◆ Exercise objective
Repeat all of the data precisely.

[Dataset items]
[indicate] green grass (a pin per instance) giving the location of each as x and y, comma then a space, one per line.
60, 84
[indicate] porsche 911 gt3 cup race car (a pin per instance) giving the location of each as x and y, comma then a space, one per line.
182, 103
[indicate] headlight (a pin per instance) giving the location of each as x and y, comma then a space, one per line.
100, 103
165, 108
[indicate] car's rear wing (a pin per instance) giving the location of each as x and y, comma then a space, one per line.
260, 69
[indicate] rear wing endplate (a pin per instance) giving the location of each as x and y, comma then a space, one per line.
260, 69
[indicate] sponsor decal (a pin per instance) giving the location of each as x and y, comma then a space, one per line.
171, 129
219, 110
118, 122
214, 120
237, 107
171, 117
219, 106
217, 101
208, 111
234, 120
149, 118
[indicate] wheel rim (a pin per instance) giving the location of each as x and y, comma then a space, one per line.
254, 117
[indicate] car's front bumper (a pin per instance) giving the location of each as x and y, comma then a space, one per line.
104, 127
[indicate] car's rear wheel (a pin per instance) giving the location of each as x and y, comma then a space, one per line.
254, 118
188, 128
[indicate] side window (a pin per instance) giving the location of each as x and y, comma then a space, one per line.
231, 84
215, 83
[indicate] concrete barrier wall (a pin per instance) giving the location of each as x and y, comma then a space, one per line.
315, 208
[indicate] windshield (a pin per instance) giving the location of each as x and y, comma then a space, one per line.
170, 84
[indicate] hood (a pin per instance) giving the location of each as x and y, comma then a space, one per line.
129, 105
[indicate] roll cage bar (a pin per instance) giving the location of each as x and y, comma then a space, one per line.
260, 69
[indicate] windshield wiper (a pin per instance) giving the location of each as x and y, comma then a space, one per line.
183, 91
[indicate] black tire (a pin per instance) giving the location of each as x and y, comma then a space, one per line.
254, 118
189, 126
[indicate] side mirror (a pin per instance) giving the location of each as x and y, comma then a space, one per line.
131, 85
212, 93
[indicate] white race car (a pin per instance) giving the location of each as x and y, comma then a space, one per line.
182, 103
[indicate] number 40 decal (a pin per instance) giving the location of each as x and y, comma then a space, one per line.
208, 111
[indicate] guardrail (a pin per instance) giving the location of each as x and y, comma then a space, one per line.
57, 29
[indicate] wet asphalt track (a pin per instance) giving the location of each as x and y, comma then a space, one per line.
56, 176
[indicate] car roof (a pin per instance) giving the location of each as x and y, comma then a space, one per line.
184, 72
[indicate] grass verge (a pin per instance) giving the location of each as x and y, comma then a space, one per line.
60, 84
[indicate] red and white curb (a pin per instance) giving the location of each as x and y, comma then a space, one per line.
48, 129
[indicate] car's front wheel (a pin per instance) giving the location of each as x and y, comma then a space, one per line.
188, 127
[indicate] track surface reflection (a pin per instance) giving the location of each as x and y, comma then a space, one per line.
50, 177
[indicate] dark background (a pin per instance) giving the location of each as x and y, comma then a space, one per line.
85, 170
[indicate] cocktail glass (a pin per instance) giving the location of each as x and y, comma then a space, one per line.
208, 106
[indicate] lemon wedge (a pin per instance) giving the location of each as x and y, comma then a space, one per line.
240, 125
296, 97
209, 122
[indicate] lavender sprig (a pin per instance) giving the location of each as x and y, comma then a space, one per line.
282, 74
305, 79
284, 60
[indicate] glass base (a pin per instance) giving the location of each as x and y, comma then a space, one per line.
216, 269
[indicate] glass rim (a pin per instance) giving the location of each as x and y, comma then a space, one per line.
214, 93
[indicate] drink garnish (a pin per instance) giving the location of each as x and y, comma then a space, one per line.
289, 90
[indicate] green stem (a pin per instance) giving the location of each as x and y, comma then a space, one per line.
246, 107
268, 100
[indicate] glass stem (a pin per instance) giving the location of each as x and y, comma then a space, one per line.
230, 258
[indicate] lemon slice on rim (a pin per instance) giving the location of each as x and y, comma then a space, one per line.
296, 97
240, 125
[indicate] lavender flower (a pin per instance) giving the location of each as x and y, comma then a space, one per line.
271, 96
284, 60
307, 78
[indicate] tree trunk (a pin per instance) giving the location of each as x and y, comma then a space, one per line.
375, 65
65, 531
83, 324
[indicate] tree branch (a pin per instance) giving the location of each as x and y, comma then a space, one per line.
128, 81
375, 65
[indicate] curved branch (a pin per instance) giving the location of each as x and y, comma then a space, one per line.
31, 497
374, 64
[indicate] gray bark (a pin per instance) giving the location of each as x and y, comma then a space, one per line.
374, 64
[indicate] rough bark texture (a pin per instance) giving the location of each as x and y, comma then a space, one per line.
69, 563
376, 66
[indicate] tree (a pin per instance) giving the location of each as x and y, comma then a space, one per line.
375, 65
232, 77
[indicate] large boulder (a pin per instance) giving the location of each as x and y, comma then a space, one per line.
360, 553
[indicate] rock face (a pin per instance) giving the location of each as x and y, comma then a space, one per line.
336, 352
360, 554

◆ Output for this task
[indicate] green grass (a pin per instance) giving the location of each as x and y, comma then a space, one per line.
60, 84
[indicate] porsche 911 gt3 cup race car (a pin per instance) giving the location of each as x and y, comma then a space, one per line.
182, 103
[indicate] headlight (a pin per instance) giving the location of each as x and y, comma then a space, one per line.
100, 103
165, 108
[indicate] car's rear wing (a pin per instance) giving the location of each as x and y, comma then a space, one per line.
260, 69
[indicate] rear wing endplate (a pin per instance) giving the location of each as x and y, comma then a space, one per line.
260, 69
[indicate] sponsor decal (a pin per instance) giving the location of each as x and y, comma then a space, one per line.
171, 129
219, 110
118, 122
214, 120
237, 107
171, 117
219, 106
217, 101
208, 111
234, 120
149, 118
[indicate] wheel rim (a pin per instance) giving the location of each as x and y, comma then a space, one per line.
254, 117
[indicate] car's front bumper (a pin per instance) giving the location of each as x and y, comma then a space, one per line.
104, 127
[indicate] car's rear wheel (a pin per instance) giving the location of each as x and y, comma then a space, one per line.
254, 118
188, 128
[indicate] side window (a pin per instance) giving the location of each as x and y, comma then a space, one per line.
231, 84
215, 83
[indicate] concrete barrier wall (a pin per instance) giving the location of each as x and y, comma then a space, one per line.
315, 208
[indicate] windshield (a pin per instance) giving the location of each as x and y, comma then a space, one per line.
170, 84
[indicate] hood (a pin per instance) giving the location of each as x and y, comma then a space, one per line.
129, 105
[indicate] roll cage bar (a pin per instance) giving the location of each as x and y, comma then a space, one per line.
260, 69
[indicate] windshield wiper (a pin per instance) giving the location of each as x and y, comma then a space, one per line.
183, 91
[indicate] black tire (a pin per instance) giving the location of each as x and y, comma then a space, one per line.
254, 118
189, 126
[indicate] side mirror (a pin per instance) giving the location of each as x and y, comma then a space, one per line.
131, 85
212, 93
[indicate] white race car (a pin per instance) giving the location of each as x and y, comma then a space, one per line.
182, 103
[indicate] number 40 decal (a pin per instance) giving the location of each as x and y, comma then a space, one per line.
208, 111
[indicate] guardrail (a pin per instance) giving the location of each as x and y, comma then a space, one per line.
57, 29
[indicate] wet asphalt track (a pin per instance) giving the location of each as x and y, comma then a space, one per line.
56, 176
[indicate] car roof (a pin per instance) giving the location of each as x and y, comma then a space, one per line.
184, 72
[indicate] grass verge (a pin per instance) giving the location of each as x and y, comma then a space, one per line.
60, 84
[indicate] red and white curb (a pin per instance) giving the location of each as x and y, comma then a space, one per line.
48, 129
[indicate] car's front wheel (a pin per instance) giving the location of each as x and y, comma then a space, one per line.
188, 127
[indicate] track surface reflection (a pin per instance) giving the location of each as x and y, comma then a space, one per line.
50, 177
[indicate] dark background (a pin per instance) giving the location of each as x and y, comma then a space, one per line.
85, 170
[indicate] cocktail glass (a pin per instance) giving the location of each as x and y, comma then a space, one per line.
208, 106
[indicate] lemon wedge (a pin per instance) giving the location of each as x and y, comma then a space, one per line.
240, 125
296, 97
209, 122
[indicate] lavender sprig (a pin per instance) giving the location of each as x and y, comma then a space, one per line.
282, 74
305, 79
284, 60
[indicate] glass base (a pin per instance) giving the location of each as x and y, comma then a space, one per line.
216, 269
[indicate] glass rim (a pin per instance) giving the location of each as x and y, comma then a space, one per line.
214, 93
[indicate] drink garnish (a pin per instance) giving the location of each as x and y, comma then a space, one per line.
289, 90
[indicate] green stem (a pin per instance) giving the location of each as x and y, comma then a space, one per line.
246, 107
268, 100
[indicate] glass stem (a pin per instance) giving the location of each as x and y, comma then a space, one per line.
230, 258
[indicate] lemon slice on rim (a pin per instance) giving the location of each as x and y, comma then a space, one per line.
296, 97
240, 125
[indicate] lavender flower (a pin per instance) giving the location of each as x and y, comma then a space, one per line.
271, 96
284, 60
307, 78
[indicate] tree trunk (a pin per instance) giving the location of each as x and y, comma then a space, one per line.
375, 65
65, 531
83, 324
[indicate] tree branch (a pin per instance) giving the location of each as x and y, comma then a space, one per line.
128, 81
375, 65
[indicate] curved branch (a pin per instance) giving the location of each as x and y, comma then a space, one per line.
31, 497
374, 64
[indicate] gray bark (a pin per instance) giving the location of each as x and y, comma then a space, one per line.
374, 64
[indicate] rough bark texture (a pin per instance) giving the location of each as x and y, comma then a space, one per line.
69, 563
376, 66
[indicate] tree (a pin per instance) giving the location of each as x and y, comma then a space, one per line.
375, 65
232, 77
[indicate] large boulder (a pin per instance) giving the location of each as x and y, comma then a space, one per line.
360, 553
[indicate] rock face (a pin per instance) giving the location of each as x and y, comma then a space, one per line.
336, 352
360, 554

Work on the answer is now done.